**Work required:** Copy out the entries below, from the line containing "of the blue" through the line containing "Target: concrete patio tile", inclusive, putting "site count" in place of "field tally" and leaving everything else unchanged.

**Record list:**
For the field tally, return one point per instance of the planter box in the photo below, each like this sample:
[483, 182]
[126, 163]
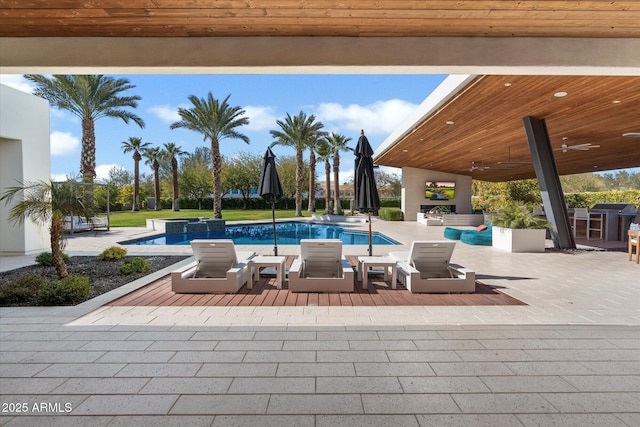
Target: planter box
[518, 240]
* * *
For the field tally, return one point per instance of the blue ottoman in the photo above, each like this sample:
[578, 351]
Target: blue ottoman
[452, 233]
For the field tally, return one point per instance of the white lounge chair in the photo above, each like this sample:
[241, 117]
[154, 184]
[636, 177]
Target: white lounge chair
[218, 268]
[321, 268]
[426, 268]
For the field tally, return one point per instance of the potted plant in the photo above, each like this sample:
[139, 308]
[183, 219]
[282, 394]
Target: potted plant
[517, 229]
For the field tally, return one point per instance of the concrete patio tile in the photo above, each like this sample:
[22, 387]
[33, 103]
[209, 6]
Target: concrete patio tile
--
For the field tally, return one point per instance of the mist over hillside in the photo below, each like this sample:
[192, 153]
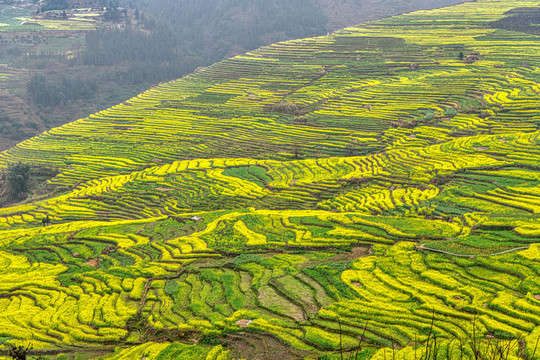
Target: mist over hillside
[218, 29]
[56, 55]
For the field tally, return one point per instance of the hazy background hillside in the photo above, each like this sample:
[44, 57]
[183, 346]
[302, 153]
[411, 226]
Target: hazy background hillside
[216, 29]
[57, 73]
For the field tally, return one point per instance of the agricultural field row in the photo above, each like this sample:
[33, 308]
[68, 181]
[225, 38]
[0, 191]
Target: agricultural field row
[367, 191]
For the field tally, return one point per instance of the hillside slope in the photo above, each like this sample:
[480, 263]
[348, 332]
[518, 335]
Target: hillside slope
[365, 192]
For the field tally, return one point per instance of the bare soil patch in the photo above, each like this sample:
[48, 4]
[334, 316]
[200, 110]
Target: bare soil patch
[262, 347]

**Result of this exercise:**
For the site count, return one point per instance of the blue ottoman in the photo above, each like this sample:
[578, 351]
Target: blue ottoman
[452, 233]
For the site count, return one point per instance of the white lounge chair in the photo above, each like this sample:
[241, 117]
[154, 184]
[636, 177]
Target: white lounge chair
[218, 268]
[321, 268]
[426, 268]
For the site count, return one point per instance of the potted plant in the photo above, each like this sample:
[139, 308]
[183, 219]
[282, 394]
Target: potted plant
[517, 229]
For the site count, return one point per instance of the concrete patio tile in the photo above, each like this sample:
[22, 387]
[33, 103]
[209, 6]
Target: concrete patio tile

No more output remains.